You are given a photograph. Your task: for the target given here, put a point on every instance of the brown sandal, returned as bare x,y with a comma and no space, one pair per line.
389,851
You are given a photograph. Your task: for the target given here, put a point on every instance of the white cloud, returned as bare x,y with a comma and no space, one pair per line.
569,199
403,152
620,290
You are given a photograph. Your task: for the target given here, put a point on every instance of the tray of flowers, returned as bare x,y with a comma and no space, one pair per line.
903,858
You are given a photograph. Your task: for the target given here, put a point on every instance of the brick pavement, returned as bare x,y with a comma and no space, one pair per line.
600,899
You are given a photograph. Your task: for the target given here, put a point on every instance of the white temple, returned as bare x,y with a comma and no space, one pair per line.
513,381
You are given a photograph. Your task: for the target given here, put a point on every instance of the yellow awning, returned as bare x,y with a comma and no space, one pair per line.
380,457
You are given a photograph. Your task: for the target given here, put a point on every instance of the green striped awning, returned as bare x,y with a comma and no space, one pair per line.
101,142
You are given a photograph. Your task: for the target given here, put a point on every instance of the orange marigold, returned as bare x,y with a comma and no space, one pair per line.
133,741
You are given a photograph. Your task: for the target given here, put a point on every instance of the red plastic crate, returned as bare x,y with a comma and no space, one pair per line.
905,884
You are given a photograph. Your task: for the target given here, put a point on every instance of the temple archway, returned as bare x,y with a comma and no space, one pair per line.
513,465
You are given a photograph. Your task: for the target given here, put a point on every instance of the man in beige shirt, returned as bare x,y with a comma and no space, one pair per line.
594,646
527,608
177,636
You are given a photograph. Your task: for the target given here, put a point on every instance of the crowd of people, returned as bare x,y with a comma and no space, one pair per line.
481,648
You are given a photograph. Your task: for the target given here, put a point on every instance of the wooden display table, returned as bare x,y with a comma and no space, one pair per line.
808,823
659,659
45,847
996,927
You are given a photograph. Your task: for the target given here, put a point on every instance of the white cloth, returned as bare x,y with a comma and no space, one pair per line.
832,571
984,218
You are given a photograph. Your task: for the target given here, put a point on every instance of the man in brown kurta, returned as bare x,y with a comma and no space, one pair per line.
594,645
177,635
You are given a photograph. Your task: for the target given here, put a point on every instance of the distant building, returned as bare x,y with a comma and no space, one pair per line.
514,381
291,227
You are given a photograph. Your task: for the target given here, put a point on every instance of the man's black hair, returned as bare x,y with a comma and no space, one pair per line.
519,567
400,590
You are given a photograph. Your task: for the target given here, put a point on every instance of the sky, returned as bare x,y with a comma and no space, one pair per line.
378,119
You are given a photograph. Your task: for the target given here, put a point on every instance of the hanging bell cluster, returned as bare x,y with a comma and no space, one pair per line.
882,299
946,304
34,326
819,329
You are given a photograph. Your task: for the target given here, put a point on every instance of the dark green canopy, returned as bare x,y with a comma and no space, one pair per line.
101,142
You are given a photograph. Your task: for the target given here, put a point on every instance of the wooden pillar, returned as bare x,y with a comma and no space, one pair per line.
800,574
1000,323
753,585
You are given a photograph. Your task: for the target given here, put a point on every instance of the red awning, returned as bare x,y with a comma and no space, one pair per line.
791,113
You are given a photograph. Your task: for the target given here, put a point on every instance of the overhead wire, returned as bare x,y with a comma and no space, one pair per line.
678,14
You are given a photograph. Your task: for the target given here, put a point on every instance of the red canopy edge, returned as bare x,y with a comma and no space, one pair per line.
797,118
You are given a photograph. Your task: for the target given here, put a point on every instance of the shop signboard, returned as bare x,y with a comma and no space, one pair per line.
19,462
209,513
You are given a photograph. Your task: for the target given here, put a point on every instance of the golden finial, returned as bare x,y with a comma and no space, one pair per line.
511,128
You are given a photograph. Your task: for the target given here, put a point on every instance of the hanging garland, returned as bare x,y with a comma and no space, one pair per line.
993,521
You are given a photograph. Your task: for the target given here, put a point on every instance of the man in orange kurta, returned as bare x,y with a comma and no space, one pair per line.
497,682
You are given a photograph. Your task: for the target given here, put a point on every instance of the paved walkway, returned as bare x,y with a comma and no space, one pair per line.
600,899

------------------------------------

TASK PROMPT
Swap every "put a point on" in the material above for "place a mark on", and leave all other text unchanged.

ANSWER IN FULL
You are given a photograph. Your task: for the target given here, place a mark on every instance of the brown sandal, returned as bare x,y with a comma and no space, one pair per line.
389,851
You are given a photograph. Your task: for the target given here, place a mark on every instance of the white cloud, returned as bare x,y with a comma and no space, one pair per line.
569,199
403,152
620,290
You are given a photograph. Your task: for the target given here, place a mark on every instance of the tray of flowers, returned as bare x,y with a comma and no space, one pair per line.
903,858
You are given a photograph. Your task: for the target given here, place a mark on every instance of the brick pavement, returned as bare x,y with a comma and no space, one pair per line.
600,899
You are given a photograph. Your task: for the target given here, place a mark on every instance of the white temple, returned as bare x,y with a comma and no space, one pair per line.
513,381
You are given a photograph. Your task: for the target given here, place a mark on every instance of the yellow awning, returned as bare x,y with a comma and no space, one pair per line.
380,457
You are given a photograph. Your task: for the target given here, place a mark on every instance of the green striped awning, returned as bare x,y with a comma and no space, one pair per line.
101,142
You are given a photograph. Your task: for the target given here, place a mark on every instance of the orange marigold, returned as bare x,y with a comma and no space, one pair per line.
133,741
You are given a photograph. Your task: for the target given here, place a mark on every instance of the red plastic crate, returned as bare x,y with a comma and no space, one pair per line.
905,884
You are given a photograph. Your task: for the target given here, place a mark on every instance of the temple archway, returned as bare x,y with a comma and no space, one pair per line.
513,465
You are given a photograph. Your task: for the target given here, place a mark on every instance of the man in beige shirt, returned as bare x,y with a comma and no space, one pair per line.
594,646
527,608
177,636
You are given a photograph. Your task: for the target given here, place a mark on every instance of the crowd of people, returned as bare x,y with a comma and no space, one pair per line.
481,648
You are given a photograph. Your task: for the target given here, place a mark on every instance of the wooden display table, returned as bare x,y with a comma and no space, one pair per line.
808,823
659,659
45,847
996,927
You are given a photograph. Your task: for the target given here, place a mark on every instance of the white cloth, returned as bare x,y with a comma and no space, one pair per line.
832,571
984,218
You are given a photograph. Your task: for the target given here, place a mark on every instance of the man in brown kurta, returned as bare x,y with a comma and no space, one pair per line.
594,645
177,635
You are given a photograph. Your task: for the target given here, place a mark on every instance of the distant building, returned as bare x,y with a comma and no space, one pair per line.
514,381
291,227
You are given a photograph. Your task: for the target given here, place a mark on every instance of the man's black hair, returned as bare x,y with a comma and no space, one pair per line.
519,567
400,590
You are given a photograph. Your task: for the target given here, place a mark on every instance of the sky, returned as bare x,y with a comma and no space, one pair per line.
378,119
You are given a photograph. Your task: for the target given here, place a mark on every instance of the hanging bell cluster, returned as bare x,y with a comma and no space, one pair per line.
882,299
946,304
34,326
819,329
You are given a photograph. Your task: for the target given here, place a mark on every instance of the dark green canopy, returned as bare x,y with a comma and no space, one pair per line.
101,142
You are given a photograph. Your task: for the target given here, place a mark on every instance of the wooden pillar, returned as bare x,y with a comma and no space, one pair per line.
800,574
1000,323
753,585
You are given a photograph. Your task: for the target given here, place a mark on every instance of the red awning, returned as bare x,y with a comma and no space, one pair per line.
791,113
You are given a photograph. Your task: for the target given here, place a mark on every instance of the overhead wire, returned as bare x,y with a comma and no space, one pair per line.
678,14
You are given a photograph. Your task: for the target given here, place a mark on every instance of the red canopy edge, returned as bare x,y with a comma and no space, one pair per line.
797,118
You are given a photograph. Your task: for the target given here, place a mark on every instance of the shop signboard, returned as bare x,y with a comma and no space, one pair per line.
19,462
209,513
You are given a photograph. Your task: for the target given here, place a mark on every instance of the golden finial, returned as bare x,y with a comma and no space, one pair per line.
511,128
You are given a photograph. Your task: for the target given here, place a mark on every instance of the hanging garland, returned as bare x,y with a comma and no space, one pair per line.
993,521
You are given a photograph. Your task: for the target given here, place a mark on every instance of the man in orange kurta, returned as bare x,y with a comma and no space, one pair per line.
497,682
You are given a photograph. Your task: for the target given here, place a mark on every instance of the paved walkway, returned as bare x,y with a comma and no space, one pair per line.
600,899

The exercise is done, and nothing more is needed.